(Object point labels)
-------------------------

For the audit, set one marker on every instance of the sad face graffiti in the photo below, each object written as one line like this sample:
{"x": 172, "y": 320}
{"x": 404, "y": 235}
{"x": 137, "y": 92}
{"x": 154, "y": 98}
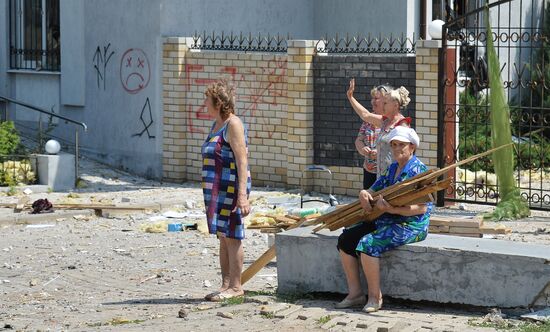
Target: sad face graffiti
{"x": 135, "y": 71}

-------------------------

_Given problem_. Copy out every line of the records above word for word, omitting the pictures.

_Task output_.
For the audit, set one marker on every instance of the sad face graffiti in the photo below, each object written as one line like this sample:
{"x": 172, "y": 320}
{"x": 404, "y": 235}
{"x": 137, "y": 92}
{"x": 154, "y": 98}
Target: sad face graffiti
{"x": 135, "y": 71}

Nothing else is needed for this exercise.